- _Written instruction A_
Duplicate the passage of the Ruby forum thread between "a regex tool" and "the Ruby community.", inclusive.

_ _ _

Same here - I like to stick to the convention of whatever language I’m
using. To begin with I did use a lot more Perl-like stuff (I started
with
Ruby using an old Perl book. Don’t ask…) but now i’m starting to find
the Rubyisms that work for me ($LOAD_PATH instead of $: and so on).

It seems sensible to me to save the MatchData stuff for the times when
it’s needed. Java’s regexp support is purely OOP-based (of course, being
Java ;)) and I can’t remember when I last used it for something simple -
it’s just nowhere near as convenient as matching a literal regexp and
using the numbered variables…

Cheers,
Ross

akoSS · December 15, 2005, 11:35am

ako… wrote:

thank you. yes, it seems to be the only way. just that it is a shame
that we have to match the same expression again! the information was
available already, it was just discarded during the first match in
your sample.

I still didn’t get what exactly you want. Does this help?

‘a,b ,c’.split /\s*,\s*/
=> [“a”, “b”, “c”]

Kind regards

robert

akoSS · December 15, 2005, 3:45pm

Ross B. wrote on 12/14/2005 4:32 PM:

i need to capture all matches for a group. for example if

‘ab c’ =~ /^(.)*$/

You could try:

a regex tool i’m finding invaluable is “redet” (on freshmeat)

works with a number of languages including ruby…

akoSS · December 15, 2005, 5:27pm

Quoting Neil S. [email protected]:

If the majority here uses globally scoped variables to store
locally used values, then that doesn’t say anything good for
this portion of the Ruby community.

_ _ _

- _Written instruction B_
Pull out every line of the listing below that contains the string "tire", matching case exactly.

_ _ _

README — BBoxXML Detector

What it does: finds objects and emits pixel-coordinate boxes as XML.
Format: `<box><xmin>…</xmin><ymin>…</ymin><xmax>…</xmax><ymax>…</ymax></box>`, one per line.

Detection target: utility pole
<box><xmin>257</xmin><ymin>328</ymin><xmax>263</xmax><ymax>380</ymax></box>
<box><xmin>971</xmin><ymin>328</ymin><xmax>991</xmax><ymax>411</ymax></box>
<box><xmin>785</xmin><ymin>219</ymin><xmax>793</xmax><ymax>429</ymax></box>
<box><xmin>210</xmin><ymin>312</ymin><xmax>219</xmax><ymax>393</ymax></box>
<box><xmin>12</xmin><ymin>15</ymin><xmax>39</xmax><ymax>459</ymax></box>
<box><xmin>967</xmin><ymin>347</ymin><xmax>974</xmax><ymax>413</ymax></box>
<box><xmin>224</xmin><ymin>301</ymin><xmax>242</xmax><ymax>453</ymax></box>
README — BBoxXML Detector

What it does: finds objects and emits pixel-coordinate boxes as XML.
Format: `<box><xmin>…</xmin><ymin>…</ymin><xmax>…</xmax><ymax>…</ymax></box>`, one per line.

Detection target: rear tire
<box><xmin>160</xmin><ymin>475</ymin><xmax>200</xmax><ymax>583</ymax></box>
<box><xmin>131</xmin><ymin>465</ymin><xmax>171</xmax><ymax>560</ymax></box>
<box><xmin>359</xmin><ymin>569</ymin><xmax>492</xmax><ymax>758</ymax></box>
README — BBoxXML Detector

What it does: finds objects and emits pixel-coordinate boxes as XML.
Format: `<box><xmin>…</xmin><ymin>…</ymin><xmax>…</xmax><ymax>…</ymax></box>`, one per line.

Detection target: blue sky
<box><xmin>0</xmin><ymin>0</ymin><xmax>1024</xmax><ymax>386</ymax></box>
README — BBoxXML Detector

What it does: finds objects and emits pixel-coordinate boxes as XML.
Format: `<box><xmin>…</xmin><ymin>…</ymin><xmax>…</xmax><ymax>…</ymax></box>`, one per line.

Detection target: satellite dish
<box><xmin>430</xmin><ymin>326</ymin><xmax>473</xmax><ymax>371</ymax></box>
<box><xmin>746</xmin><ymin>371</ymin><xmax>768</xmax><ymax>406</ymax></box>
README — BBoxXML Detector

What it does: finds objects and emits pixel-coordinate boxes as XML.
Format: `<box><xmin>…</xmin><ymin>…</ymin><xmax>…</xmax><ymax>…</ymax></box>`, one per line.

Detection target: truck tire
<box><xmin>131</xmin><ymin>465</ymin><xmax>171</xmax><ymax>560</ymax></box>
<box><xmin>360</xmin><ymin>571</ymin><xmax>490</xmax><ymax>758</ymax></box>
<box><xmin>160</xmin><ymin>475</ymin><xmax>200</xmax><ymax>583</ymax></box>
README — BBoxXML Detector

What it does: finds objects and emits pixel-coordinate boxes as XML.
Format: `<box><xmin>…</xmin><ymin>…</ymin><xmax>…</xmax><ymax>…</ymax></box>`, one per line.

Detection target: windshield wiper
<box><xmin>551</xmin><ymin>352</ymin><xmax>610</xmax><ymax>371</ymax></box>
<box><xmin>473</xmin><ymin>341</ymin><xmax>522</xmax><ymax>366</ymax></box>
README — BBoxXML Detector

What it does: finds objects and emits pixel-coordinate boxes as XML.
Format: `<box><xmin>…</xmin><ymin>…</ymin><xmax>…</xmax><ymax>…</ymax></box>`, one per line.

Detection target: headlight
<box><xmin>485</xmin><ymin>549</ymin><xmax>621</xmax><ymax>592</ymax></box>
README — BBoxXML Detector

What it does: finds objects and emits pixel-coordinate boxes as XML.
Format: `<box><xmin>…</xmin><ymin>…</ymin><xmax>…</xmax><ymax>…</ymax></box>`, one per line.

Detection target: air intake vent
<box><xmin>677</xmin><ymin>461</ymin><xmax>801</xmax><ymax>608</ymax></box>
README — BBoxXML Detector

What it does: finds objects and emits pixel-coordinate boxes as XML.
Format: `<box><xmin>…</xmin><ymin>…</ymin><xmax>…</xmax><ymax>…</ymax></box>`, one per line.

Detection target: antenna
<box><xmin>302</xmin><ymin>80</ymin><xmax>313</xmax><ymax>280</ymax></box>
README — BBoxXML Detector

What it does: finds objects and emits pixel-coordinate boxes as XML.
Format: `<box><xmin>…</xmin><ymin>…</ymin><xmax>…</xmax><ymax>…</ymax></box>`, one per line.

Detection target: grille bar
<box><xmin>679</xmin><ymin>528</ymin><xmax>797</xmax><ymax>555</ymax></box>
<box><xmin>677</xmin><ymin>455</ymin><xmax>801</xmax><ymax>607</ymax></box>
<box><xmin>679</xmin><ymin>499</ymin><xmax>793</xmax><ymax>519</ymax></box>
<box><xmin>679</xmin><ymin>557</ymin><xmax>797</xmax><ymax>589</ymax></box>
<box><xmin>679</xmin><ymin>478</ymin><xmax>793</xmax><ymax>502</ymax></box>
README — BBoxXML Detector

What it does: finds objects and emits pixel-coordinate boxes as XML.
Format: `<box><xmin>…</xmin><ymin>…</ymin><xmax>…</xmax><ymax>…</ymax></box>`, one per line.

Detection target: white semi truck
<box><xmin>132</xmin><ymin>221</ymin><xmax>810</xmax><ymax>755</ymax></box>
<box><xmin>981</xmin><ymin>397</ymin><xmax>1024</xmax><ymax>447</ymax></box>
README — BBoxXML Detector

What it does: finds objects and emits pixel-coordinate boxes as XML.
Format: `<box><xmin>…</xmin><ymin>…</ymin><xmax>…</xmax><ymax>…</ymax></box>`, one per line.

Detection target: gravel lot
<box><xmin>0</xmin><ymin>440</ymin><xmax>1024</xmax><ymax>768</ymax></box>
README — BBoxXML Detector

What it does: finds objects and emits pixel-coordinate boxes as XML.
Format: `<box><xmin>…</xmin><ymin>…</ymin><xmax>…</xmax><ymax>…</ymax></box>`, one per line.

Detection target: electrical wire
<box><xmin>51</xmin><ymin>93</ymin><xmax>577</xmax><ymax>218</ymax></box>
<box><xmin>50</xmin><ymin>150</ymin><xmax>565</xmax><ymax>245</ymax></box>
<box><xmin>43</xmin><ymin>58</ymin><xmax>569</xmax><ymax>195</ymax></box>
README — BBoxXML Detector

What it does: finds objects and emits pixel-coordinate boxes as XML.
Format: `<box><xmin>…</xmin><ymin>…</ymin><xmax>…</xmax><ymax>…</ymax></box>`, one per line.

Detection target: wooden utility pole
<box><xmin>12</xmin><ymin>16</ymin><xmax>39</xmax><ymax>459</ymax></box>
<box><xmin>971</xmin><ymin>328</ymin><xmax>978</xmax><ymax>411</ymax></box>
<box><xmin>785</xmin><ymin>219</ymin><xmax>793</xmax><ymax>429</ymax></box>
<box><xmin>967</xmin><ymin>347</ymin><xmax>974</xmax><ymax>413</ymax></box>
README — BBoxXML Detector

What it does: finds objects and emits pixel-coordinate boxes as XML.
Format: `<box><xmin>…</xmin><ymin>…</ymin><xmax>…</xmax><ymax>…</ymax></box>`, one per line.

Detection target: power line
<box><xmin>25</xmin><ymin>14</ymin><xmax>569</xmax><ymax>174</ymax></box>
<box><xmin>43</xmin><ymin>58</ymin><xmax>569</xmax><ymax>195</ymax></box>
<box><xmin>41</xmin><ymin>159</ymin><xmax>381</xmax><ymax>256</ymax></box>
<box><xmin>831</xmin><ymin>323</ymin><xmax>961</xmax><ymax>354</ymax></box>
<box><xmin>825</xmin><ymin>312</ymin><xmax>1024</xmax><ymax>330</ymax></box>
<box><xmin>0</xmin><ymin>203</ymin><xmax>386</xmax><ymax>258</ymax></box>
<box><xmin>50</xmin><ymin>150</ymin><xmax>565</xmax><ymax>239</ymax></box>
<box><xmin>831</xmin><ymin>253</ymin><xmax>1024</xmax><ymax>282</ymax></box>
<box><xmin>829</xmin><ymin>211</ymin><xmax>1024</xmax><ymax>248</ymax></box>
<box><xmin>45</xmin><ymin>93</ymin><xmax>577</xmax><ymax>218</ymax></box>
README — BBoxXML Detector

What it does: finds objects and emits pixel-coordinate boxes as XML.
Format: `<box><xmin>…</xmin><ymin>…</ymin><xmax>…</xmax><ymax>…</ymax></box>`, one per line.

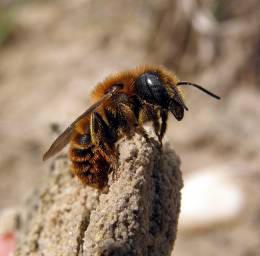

_ _ _

- _Right answer A_
a regex tool i’m finding invaluable is “redet” (on freshmeat)

works with a number of languages including ruby…

akoSS · December 15, 2005, 5:27pm

Quoting Neil S. [email protected]:

If the majority here uses globally scoped variables to store
locally used values, then that doesn’t say anything good for
this portion of the Ruby community.

- _Right answer B_
Detection target: rear tire
Detection target: truck tire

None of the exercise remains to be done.